====== 出典

また、各事業セグメントにおける経営指標として、事業KPI(Key Performance Indicator)を下記の通り設定しております。
組織開発ディビジョン :モチベーションクラウド月会費売上(サブスクリプションモデル)及び
顧客粗利単価(コンサル・アウトソースモデル)
個人開発ディビジョン :受講者数 及び 生涯単価(LTV=Life Time Value)
マッチングディビジョン :派遣稼働人数 及び 紹介人数
(3)中長期的な会社の経営戦略
日本社会が抱える「労働力人口の減少」、「産業のソフト化・サービス化」、「ワークモチベーションの多様化」といった環境変化を背景に、組織・人材・教育等に関わるビジネス領域の市場は、ますます拡大していくものと思われます。そのような環境下において、これまでに築いてきた当社の競争優位性を活かし、更なる事業成長を遂げていくため、下記3点の優位性強化に努めて参りたいと考えております。
① オンリーワン性の追求
当社独自の基幹技術である「モチベーションエンジニアリング」は、モチベーションの観点から問題点を診断する「診断技術」と、診断結果に応じて変革施策を実行する「変革技術」の2つの技術によって構成されており、心理学・社会学・経営学等の学術的背景を保持しながら、創業以来のナレッジを蓄積し、普遍的な技術として進化を遂げて参りました。この普遍的な基幹技術である「モチベーションエンジニアリング」を事業に適用することにより、各事業領域において、オンリーワンのポジションで事業を推進することができております。今後も、各事業で得られたナレッジを「モチベーションエンジニアリング」に常に還元して進化を図り、各事業におけるオンリーワン性を追求することで、優位性を確固たるものにしたいと考えております。
② 収益の安定性と成長性
当社は、組織開発ディビジョン・個人開発ディビジョン・マッチングディビジョンの3つの事業セグメントに渡ってBtoBからBtoCまで幅広い事業を有しており、事業ポートフォリオによって収益の安定性と成長性の両面を兼ね備えることができております。具体的には、個人開発ディビジョンのキャリアスクール事業やマッチングディビジョンのALT配置事業が、景気の影響を受けにくく不景気局面でも安定した収益が見込める一方で、組織開発ディビジョンのコンサル・アウトソース事業は、景気の影響を受ける事業ではあるものの、市場成長率の高さに伴って今後も収益の成長が見込まれると考えております。更にコンサル・アウトソース事業においては、サブスクリプションモデルであるモチベーションクラウドも順調に拡大しており、事業内での安定性と成長性の両立も進んでおります。今後も、収益の安定性と成長性を両立した経営を推進していくことで、優位性を確固たるものにしたいと考えております。

============
====== リスト抜粋

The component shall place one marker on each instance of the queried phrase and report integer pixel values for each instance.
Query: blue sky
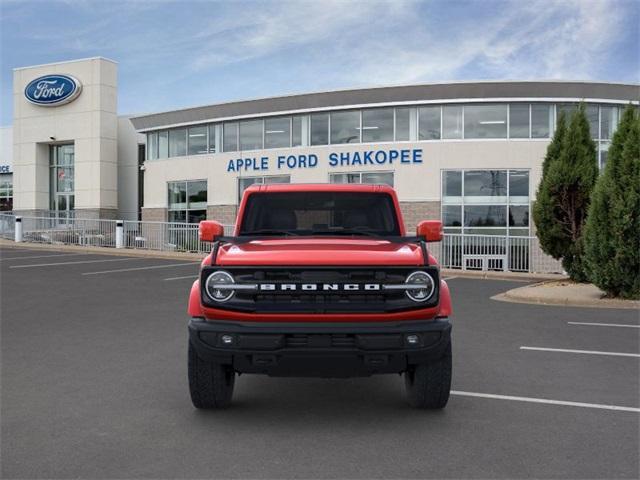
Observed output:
(179, 54)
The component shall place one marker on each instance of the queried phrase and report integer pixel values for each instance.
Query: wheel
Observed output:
(210, 383)
(428, 384)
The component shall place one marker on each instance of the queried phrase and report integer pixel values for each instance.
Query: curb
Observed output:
(515, 296)
(125, 252)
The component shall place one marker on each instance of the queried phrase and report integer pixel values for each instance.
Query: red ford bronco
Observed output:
(320, 280)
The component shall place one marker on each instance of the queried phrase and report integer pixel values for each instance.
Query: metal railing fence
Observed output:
(7, 226)
(457, 251)
(67, 231)
(494, 253)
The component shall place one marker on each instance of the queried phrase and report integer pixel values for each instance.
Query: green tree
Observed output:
(612, 232)
(563, 197)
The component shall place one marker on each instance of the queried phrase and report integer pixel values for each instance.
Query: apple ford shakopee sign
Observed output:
(53, 90)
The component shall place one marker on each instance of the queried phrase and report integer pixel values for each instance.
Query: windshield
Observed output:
(319, 213)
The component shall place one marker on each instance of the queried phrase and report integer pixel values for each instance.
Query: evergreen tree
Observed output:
(612, 232)
(564, 194)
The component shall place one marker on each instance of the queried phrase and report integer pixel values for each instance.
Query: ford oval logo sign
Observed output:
(53, 90)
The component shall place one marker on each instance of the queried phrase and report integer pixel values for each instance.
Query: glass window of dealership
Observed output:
(474, 201)
(429, 123)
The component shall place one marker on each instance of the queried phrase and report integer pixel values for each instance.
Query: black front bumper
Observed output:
(319, 349)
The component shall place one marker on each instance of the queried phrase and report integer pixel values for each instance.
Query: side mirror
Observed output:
(430, 230)
(210, 230)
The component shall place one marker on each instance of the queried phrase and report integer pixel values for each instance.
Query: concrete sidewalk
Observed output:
(130, 252)
(564, 292)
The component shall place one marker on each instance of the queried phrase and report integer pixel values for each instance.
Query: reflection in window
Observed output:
(212, 138)
(608, 122)
(485, 216)
(345, 127)
(451, 184)
(519, 120)
(320, 129)
(403, 124)
(452, 216)
(485, 121)
(187, 201)
(541, 120)
(197, 140)
(485, 184)
(377, 125)
(251, 135)
(374, 178)
(245, 182)
(163, 144)
(519, 216)
(178, 142)
(484, 208)
(277, 132)
(452, 121)
(519, 185)
(592, 117)
(152, 146)
(296, 131)
(230, 137)
(429, 123)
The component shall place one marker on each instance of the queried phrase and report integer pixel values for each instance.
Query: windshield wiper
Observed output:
(348, 231)
(270, 231)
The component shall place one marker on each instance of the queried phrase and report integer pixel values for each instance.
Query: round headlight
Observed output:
(219, 286)
(424, 286)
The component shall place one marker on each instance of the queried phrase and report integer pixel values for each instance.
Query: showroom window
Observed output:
(377, 125)
(245, 182)
(6, 192)
(374, 178)
(486, 202)
(519, 120)
(345, 127)
(277, 132)
(485, 121)
(296, 131)
(212, 138)
(178, 142)
(230, 137)
(61, 179)
(163, 144)
(541, 120)
(251, 135)
(187, 201)
(320, 129)
(403, 124)
(429, 123)
(152, 146)
(197, 140)
(452, 121)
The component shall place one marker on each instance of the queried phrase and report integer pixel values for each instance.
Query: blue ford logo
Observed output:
(53, 90)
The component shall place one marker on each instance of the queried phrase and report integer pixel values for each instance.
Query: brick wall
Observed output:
(414, 212)
(154, 214)
(225, 214)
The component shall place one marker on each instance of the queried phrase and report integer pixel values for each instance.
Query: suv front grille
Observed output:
(320, 301)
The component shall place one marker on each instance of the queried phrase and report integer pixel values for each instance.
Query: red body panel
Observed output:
(320, 251)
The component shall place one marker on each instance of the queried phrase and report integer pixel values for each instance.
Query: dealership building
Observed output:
(469, 153)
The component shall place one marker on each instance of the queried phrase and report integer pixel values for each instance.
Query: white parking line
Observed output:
(180, 278)
(42, 256)
(140, 268)
(604, 324)
(546, 401)
(75, 263)
(588, 352)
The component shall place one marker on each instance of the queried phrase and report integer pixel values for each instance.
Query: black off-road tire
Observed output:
(210, 384)
(428, 384)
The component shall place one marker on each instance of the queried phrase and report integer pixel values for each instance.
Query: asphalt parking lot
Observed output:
(94, 385)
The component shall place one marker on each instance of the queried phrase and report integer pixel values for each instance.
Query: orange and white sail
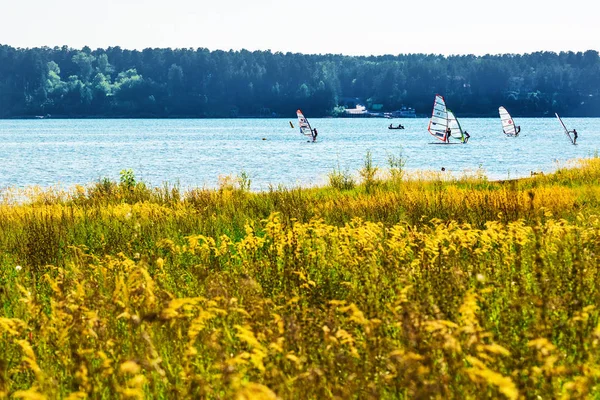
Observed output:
(438, 124)
(305, 128)
(508, 124)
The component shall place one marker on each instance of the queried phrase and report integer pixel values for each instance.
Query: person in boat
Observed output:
(574, 131)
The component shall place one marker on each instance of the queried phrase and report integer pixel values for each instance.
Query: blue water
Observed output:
(195, 152)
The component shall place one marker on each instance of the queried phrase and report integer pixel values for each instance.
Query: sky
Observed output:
(307, 26)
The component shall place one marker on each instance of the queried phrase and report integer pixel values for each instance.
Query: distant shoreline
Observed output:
(66, 117)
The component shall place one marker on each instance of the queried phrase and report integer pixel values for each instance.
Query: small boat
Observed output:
(567, 132)
(305, 127)
(508, 124)
(443, 125)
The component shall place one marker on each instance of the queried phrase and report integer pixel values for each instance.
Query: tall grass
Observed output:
(416, 287)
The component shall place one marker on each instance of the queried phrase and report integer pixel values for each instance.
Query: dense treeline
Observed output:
(114, 82)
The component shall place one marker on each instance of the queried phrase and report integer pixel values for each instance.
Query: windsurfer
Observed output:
(467, 136)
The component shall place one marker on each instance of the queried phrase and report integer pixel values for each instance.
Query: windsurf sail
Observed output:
(565, 128)
(438, 124)
(455, 128)
(508, 125)
(305, 128)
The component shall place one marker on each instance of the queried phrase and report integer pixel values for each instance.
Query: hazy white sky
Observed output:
(308, 26)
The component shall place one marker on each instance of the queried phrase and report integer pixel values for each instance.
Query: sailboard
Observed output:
(455, 128)
(565, 128)
(304, 125)
(438, 124)
(508, 124)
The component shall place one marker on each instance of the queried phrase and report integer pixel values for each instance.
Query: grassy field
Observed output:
(428, 287)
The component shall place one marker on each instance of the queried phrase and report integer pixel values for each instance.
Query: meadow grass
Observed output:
(421, 286)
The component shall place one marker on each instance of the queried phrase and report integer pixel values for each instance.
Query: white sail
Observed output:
(455, 129)
(305, 128)
(508, 125)
(438, 124)
(565, 128)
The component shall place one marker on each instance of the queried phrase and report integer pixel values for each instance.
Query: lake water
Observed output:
(195, 152)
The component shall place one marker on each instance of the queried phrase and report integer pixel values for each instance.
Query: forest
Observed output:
(64, 82)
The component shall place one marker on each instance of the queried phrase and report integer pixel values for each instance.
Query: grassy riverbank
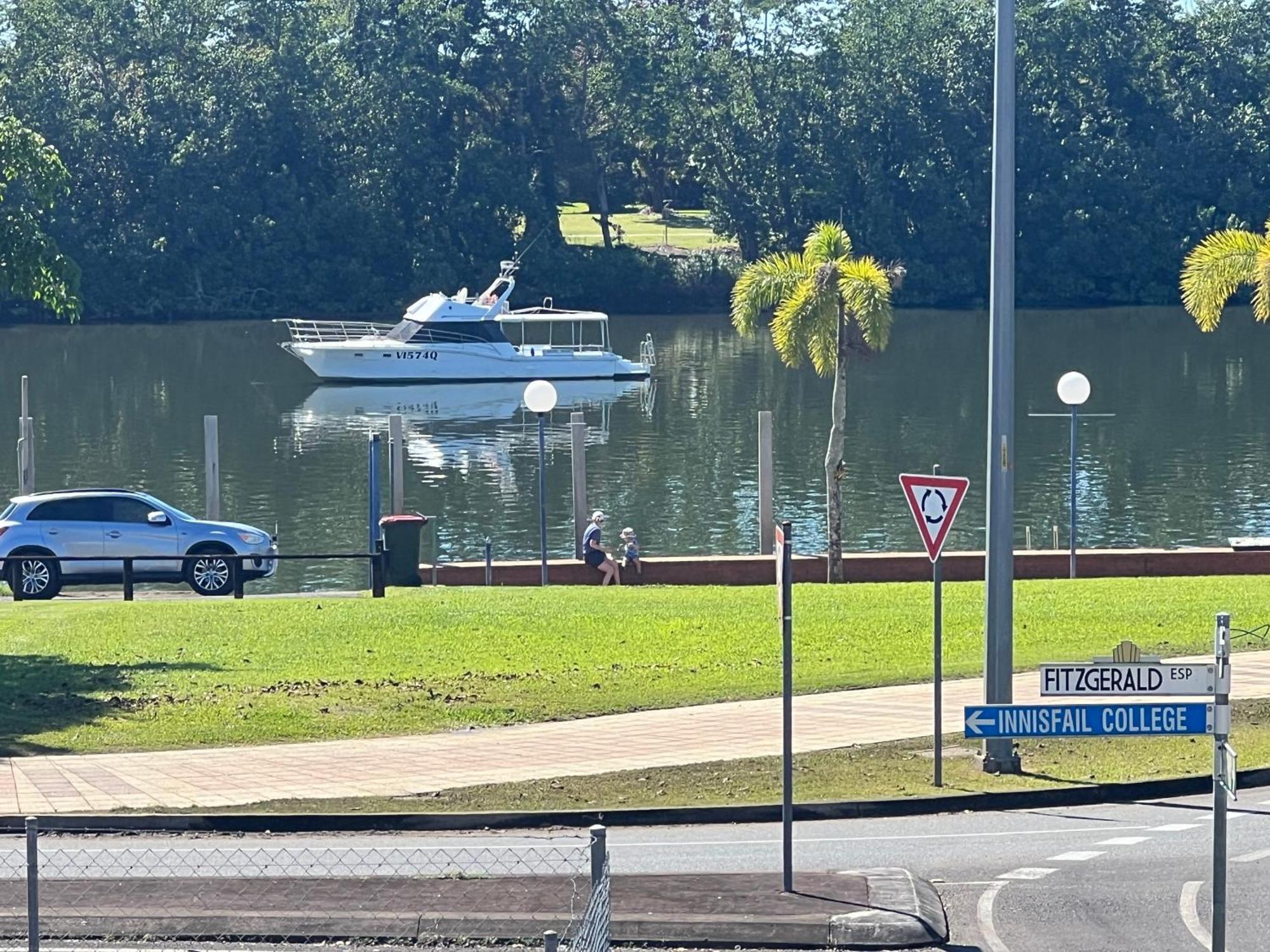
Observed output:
(873, 772)
(114, 676)
(690, 229)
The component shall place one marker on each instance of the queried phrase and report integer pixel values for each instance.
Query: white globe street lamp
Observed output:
(540, 398)
(1074, 390)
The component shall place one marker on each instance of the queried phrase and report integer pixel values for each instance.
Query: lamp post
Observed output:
(1000, 564)
(540, 398)
(1074, 390)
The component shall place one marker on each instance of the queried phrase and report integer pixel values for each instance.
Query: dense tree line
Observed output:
(340, 157)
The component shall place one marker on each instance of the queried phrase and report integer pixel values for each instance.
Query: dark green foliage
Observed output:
(342, 157)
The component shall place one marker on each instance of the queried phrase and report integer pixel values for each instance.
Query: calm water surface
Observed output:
(1184, 461)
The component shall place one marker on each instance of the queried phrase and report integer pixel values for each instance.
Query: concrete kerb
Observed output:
(906, 912)
(646, 817)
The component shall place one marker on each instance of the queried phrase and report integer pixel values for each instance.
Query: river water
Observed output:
(1186, 460)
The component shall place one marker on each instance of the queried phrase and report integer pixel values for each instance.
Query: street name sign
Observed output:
(1145, 678)
(934, 502)
(1088, 720)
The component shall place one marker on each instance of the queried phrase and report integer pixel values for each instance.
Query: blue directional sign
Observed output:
(1086, 720)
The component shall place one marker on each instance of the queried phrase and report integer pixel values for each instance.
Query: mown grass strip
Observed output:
(114, 676)
(874, 772)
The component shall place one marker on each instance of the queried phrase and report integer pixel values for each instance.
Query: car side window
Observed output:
(79, 510)
(125, 510)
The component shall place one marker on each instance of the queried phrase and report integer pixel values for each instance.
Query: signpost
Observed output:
(1221, 738)
(1128, 673)
(784, 553)
(934, 502)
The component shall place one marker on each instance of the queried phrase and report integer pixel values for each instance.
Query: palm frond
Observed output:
(763, 286)
(1215, 271)
(866, 289)
(827, 242)
(1262, 285)
(794, 323)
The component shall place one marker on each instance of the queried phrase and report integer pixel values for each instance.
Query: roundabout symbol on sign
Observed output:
(937, 519)
(934, 502)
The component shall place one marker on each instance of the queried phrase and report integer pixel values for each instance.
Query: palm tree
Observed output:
(1219, 266)
(827, 305)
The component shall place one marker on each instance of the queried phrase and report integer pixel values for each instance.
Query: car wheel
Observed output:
(210, 574)
(35, 578)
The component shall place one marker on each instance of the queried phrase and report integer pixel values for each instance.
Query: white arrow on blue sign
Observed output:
(1086, 720)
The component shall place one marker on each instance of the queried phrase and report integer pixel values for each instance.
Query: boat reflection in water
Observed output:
(462, 427)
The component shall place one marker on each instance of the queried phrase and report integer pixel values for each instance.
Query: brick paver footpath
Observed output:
(434, 762)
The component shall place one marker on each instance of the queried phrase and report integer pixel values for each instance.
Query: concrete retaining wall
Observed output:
(873, 567)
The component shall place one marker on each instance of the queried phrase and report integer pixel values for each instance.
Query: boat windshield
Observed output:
(459, 333)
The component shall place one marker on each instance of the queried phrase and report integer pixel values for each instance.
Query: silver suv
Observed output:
(102, 527)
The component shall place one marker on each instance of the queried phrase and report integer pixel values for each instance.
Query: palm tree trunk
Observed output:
(835, 454)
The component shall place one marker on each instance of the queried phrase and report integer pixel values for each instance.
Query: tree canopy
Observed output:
(340, 157)
(32, 178)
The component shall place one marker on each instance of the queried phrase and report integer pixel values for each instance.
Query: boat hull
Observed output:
(389, 362)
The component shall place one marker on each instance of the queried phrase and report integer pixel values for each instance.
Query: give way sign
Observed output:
(934, 502)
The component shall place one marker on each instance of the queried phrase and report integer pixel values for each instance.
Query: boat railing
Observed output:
(304, 332)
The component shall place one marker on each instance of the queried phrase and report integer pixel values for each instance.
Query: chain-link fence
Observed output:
(172, 888)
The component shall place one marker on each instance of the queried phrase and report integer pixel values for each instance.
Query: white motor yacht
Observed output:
(468, 340)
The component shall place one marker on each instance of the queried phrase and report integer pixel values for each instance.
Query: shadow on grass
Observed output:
(49, 694)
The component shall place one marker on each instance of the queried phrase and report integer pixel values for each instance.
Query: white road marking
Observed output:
(985, 916)
(1188, 904)
(860, 840)
(1028, 873)
(1252, 857)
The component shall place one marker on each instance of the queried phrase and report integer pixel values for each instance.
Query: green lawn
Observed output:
(115, 676)
(689, 229)
(874, 772)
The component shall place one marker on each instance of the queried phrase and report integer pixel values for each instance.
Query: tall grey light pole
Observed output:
(1074, 390)
(540, 398)
(1000, 564)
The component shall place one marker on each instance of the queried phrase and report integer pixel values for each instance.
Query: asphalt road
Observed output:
(1104, 879)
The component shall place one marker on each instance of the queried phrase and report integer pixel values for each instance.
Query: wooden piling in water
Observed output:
(578, 445)
(397, 465)
(765, 483)
(213, 466)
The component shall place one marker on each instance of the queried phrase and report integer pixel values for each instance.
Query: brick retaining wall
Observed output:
(873, 567)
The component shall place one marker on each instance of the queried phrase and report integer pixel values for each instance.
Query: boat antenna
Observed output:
(519, 256)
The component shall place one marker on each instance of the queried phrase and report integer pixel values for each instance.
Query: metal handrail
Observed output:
(304, 332)
(237, 567)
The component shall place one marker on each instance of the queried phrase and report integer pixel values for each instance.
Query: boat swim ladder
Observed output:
(647, 352)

============

#### 作業指示:
1. 経営戦略の文章によると、「モチベーションエンジニアリング」はどの2つの技術で構成されていますか。
2. 経営戦略の文章を、最後の文の後から書き継いでください。

#### 解答例:
1. モチベーションの観点から問題点を診断する「診断技術」と、診断結果に応じて変革施策を実行する「変革技術」です。

2.
③ 自社のエンゲージメント
社会の人材流動化が進む中で企業の競争優位の源泉が「事業戦略」から「組織戦略」へと変化しており、企業にとって従業員エンゲージメント(企業と従業員の相互理解・相思相愛度合い)の重要性が非常に高まっております。その環境を踏まえ、当社は従業員エンゲージメントを数値化した指標である「エンゲージメントスコア」を非常に重要な経営指標であると位置づけ、当社グループ内でのエンゲージメント向上に努めております。結果として、従業員エンゲージメントを数値化してランク格付けした「エンゲージメント・レーティング」において、全法人14社中11社が最高ランクである「AAA」となっております(2020年2月時点)。今後も、エンゲージメントの高い組織づくりに継続して注力し、優位性を確固たるものにしたいと考えております。
(4)会社の対処すべき課題
事業の拡大スピードと共に様々なステークホルダーの皆様からの期待が一層高まる中、以下を当社の課題として捉え、その対処に向けて積極的に取り組みたいと考えております。
① 顧客ニーズ充足による顧客単価の向上
事業の収益性・生産性を継続的に向上させていくためには、顧客単価の向上が必要不可欠であると考えており、組織開発ディビジョンにおいては顧客粗利単価(コンサル・アウトソースモデル)を、個人開発ディビジョンにおいては生涯単価(LTV=Life Time Value)を事業KPI(Key Performance Indicator)に設定しております。今後も、顧客の顕在ニーズは元より潜在ニーズも捉えて充足に努めることで、一層の顧客単価向上を実現してまいります。
② 認知度向上による新規顧客の獲得
事業の高い成長性を持続していくためには、常に認知度向上を図り、新規顧客を継続して獲得していくことが必要であると考えております。これまでも、各事業セグメントの事業特性に応じて適切な手法を選択し、積極的な広告宣伝活動を行って参りましたが、今後も適切な広告宣伝活動と共に認知後の顧客獲得率の向上に努め、一層の新規顧客の獲得を実現してまいります。
③ サブスクリプションモデル構築による安定性と成長性の両立
事業内での成長性と安定性の両立を実現するために、サブスクリプションモデルは非常に有効なビジネスモデルであると考えております。これまで、組織開発ディビジョンにおいてモチベーションクラウドの拡大に努めることで、サブスクリプションモデルの売上構成比を向上させて参りましたが、今後もモチベーションクラウドのより一層の拡大に努めると共に、各事業におけるサブスクリプションモデル構築を模索し、安定性と成長性の両立について高いレベルでの実現を目指してまいります。
④ 積極的活動による企業ブランドの向上
社会への影響力をさらに高めていくためには、顧客や従業員だけでなく、採用応募者や株主・投資家といった様々なステークホルダーにおいて共感者を更に創造し、協力関係を構築していくことが必要になると考えております。採用活動やIR活動もブランド向上の機会と捉えて積極的に取り組むことで、企業ブランドの社会浸透に努めてまいります。
⑤ M&A等による事業の拡充
拡大スピードを高めていくためには、新たな領域への積極展開や、新たな商品サービスラインナップの拡充が必要であると考えております。財務状況を冷静に見極めつつも大胆に判断し、積極的に未来に向けた投資を進めてまいります。